▶ _Aim_
Swap every "SHOULD" in the material below for "MUST", and reproduce the rest of the lines unchanged.

# # #

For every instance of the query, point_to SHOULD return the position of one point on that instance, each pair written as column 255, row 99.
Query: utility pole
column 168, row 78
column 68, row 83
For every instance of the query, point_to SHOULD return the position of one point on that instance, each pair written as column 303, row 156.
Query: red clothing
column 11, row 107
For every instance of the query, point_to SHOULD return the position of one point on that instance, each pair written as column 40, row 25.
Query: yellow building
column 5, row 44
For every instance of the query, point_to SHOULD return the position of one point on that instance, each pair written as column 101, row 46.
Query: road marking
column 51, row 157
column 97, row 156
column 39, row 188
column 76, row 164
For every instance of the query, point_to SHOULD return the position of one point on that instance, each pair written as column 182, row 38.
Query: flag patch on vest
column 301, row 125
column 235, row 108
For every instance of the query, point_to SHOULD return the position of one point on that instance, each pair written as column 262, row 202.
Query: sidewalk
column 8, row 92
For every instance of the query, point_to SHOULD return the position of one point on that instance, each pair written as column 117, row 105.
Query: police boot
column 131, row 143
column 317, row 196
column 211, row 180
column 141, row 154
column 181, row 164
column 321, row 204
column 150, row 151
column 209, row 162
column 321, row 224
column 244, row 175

# # #

▶ _Response to the exercise_
For every instance of the query, point_to MUST return the position of one point on that instance, each pair written as column 255, row 99.
Query: utility pole
column 168, row 78
column 68, row 83
For every instance of the query, point_to MUST return the position of one point on that instance, each pair written as column 303, row 156.
Query: red clothing
column 11, row 107
For every instance of the query, point_to MUST return the position of one point on that instance, each pair written as column 40, row 25.
Query: yellow building
column 5, row 44
For every instance of the query, point_to MUST return the position of one point on that instance, each pair written as column 101, row 46.
Query: road marking
column 51, row 157
column 97, row 156
column 39, row 188
column 76, row 164
For every instance of the query, point_to MUST return the position of one point on that instance, each pair written as column 182, row 38.
Query: flag patch on vest
column 301, row 125
column 235, row 108
For every instance of the query, point_to MUST return the position of one point on that instance, each pair written as column 262, row 202.
Query: sidewalk
column 8, row 92
For every instance of the query, point_to MUST return the position of one point on that instance, each pair written as column 117, row 105.
Query: police boot
column 131, row 143
column 317, row 196
column 211, row 180
column 141, row 154
column 181, row 164
column 321, row 204
column 150, row 151
column 209, row 162
column 321, row 224
column 244, row 175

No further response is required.